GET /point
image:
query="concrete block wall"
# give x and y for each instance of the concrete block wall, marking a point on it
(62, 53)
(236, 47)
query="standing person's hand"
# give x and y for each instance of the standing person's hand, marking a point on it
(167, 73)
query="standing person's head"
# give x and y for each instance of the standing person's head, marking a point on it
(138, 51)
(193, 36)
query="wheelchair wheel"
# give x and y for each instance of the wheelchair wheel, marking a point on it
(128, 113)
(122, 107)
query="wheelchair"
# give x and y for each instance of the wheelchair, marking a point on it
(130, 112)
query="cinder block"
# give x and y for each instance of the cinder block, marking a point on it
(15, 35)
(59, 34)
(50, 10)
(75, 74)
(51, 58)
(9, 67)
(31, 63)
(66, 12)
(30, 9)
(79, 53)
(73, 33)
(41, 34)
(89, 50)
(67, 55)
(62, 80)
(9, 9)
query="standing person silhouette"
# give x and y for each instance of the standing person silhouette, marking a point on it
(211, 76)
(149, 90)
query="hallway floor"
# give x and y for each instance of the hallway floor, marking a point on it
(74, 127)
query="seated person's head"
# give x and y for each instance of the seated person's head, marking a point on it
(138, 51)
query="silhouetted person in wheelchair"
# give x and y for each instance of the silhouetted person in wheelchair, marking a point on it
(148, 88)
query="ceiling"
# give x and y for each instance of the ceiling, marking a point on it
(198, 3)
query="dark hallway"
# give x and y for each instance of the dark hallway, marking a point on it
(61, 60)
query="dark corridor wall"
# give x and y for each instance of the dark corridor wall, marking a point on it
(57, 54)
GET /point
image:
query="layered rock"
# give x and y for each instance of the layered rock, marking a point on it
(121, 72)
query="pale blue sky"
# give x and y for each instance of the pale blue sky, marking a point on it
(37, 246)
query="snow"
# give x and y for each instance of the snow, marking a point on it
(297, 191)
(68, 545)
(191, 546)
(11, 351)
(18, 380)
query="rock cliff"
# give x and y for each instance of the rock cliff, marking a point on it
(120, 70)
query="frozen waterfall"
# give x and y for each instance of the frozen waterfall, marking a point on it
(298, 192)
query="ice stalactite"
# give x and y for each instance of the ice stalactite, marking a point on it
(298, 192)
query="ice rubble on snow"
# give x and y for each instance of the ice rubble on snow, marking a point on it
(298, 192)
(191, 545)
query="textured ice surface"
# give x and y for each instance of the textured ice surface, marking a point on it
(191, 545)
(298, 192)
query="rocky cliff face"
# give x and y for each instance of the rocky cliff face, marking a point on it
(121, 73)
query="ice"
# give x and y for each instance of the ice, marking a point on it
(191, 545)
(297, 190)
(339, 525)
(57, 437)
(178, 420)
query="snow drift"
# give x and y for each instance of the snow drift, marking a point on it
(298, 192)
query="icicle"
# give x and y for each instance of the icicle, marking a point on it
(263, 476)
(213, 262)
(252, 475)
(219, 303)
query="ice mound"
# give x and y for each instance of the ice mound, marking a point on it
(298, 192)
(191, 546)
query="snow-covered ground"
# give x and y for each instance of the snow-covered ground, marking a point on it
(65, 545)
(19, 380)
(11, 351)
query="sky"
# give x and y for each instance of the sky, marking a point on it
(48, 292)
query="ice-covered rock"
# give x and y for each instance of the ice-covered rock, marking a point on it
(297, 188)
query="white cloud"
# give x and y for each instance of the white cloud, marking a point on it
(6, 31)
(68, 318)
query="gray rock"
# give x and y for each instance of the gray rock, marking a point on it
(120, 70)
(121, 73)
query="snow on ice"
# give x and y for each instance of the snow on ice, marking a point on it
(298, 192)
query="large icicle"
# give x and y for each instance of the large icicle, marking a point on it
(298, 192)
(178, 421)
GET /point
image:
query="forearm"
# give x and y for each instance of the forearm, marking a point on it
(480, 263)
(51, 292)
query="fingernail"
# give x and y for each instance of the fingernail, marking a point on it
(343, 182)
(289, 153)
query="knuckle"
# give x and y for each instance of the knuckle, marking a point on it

[EXERCISE PROMPT]
Your task is to reproduce the whole listing exactly.

[SOLVED PROBLEM]
GET /point
image:
query="concrete block wall"
# give x and y for each instance of the concrete block wall, marking a point on it
(62, 53)
(236, 47)
query="standing person's hand"
# give x and y for each instance of the standing person's hand, marking a point on it
(167, 73)
query="standing person's head"
# give x and y for each instance of the standing person's head, marking a point on it
(138, 51)
(193, 36)
query="wheelchair wheel"
# give x and y for each instance of the wheelchair wheel, marking a point on it
(128, 113)
(122, 107)
query="wheelchair"
# give x and y for each instance of the wheelchair, marking a point on it
(130, 112)
query="cinder block"
# give x and y for each instance of the cinder block, marking a point on it
(15, 35)
(59, 34)
(50, 10)
(75, 74)
(51, 58)
(9, 67)
(31, 63)
(66, 12)
(30, 9)
(79, 53)
(73, 33)
(41, 34)
(89, 50)
(67, 55)
(62, 80)
(9, 9)
query="standing person silhouette"
# give x and y for each instance of the standing person silhouette, marking a point on it
(211, 76)
(149, 90)
query="hallway floor"
# give x and y for each instance of the hallway floor, marking a point on it
(74, 127)
query="seated person's head"
# give x and y for each instance of the seated person's head, marking a point on it
(138, 51)
query="silhouetted person in wheelchair"
# give x and y for each instance of the silhouetted person in wheelchair, marking a point on it
(148, 88)
query="ceiling"
# give x and y for each instance of the ceiling, marking a point on it
(198, 3)
query="dark hallway"
# give x and y for each instance of the dark hallway, marking a point on it
(61, 60)
query="dark corridor wall"
# give x and y for each instance of the dark corridor wall, marking a point on it
(57, 54)
GET /point
image:
query="layered rock"
# give x and y for each instance of the layered rock, marking a point on it
(121, 72)
query="pale blue sky"
# give x and y for each instance of the pale blue sky, marking a point on it
(37, 246)
query="snow"
# give x and y for each instance of the snow, marking a point on it
(297, 191)
(68, 545)
(191, 546)
(11, 351)
(18, 380)
query="rock cliff"
# give x and y for each instance of the rock cliff, marking a point on it
(120, 70)
query="frozen waterfall"
# give x and y for each instance of the frozen waterfall, marking a point on it
(298, 192)
query="ice stalactite"
# give x and y for each instance of the ice stalactite, marking a point on it
(298, 192)
query="ice rubble on snow"
# give x and y for each instance of the ice rubble on snow, marking a point on it
(298, 192)
(191, 545)
query="textured ice surface"
# give x and y for each instance of the textured ice surface, marking a point on it
(191, 545)
(298, 192)
query="rocky cliff face"
# give x and y for each instance of the rocky cliff face, marking a point on it
(121, 73)
query="ice"
# give x and y for each instance of the ice, marking a point on it
(191, 545)
(297, 190)
(339, 525)
(57, 437)
(178, 420)
query="snow drift"
# give x and y for each instance of the snow drift, marking a point on it
(298, 192)
query="icicle"
# give x and y for each instance of the icicle, marking a point on it
(263, 476)
(213, 262)
(252, 475)
(219, 303)
query="ice mound"
# give x and y for each instance of the ice mound, marking a point on it
(298, 192)
(191, 546)
query="snow-covered ground"
# give x and y for each instance of the snow-covered ground, marking a point on it
(65, 545)
(19, 380)
(11, 351)
query="sky"
# give x and y for each instance of the sky, marking a point on it
(48, 292)
query="ice-covered rock"
# give x and y for each instance of the ice-covered rock, marking a point on it
(297, 188)
query="white cloud"
# give x and y for each instance of the white cloud, marking a point on it
(6, 31)
(68, 318)
query="gray rock"
# give x and y for each instance of the gray rock, marking a point on it
(120, 70)
(121, 73)
query="snow on ice"
# give x and y for each instance of the snow on ice, marking a point on it
(298, 192)
query="large icicle"
# give x and y for each instance of the large icicle, marking a point on it
(298, 192)
(178, 421)
GET /point
image:
query="forearm"
# give x and y for each instance of the forearm, marking a point on it
(480, 263)
(51, 292)
query="fingernail"
# give x and y for each instance of the fingernail, marking a point on it
(343, 182)
(289, 153)
query="knuckle"
# give x and y for each instance of the knuckle, marking a point on it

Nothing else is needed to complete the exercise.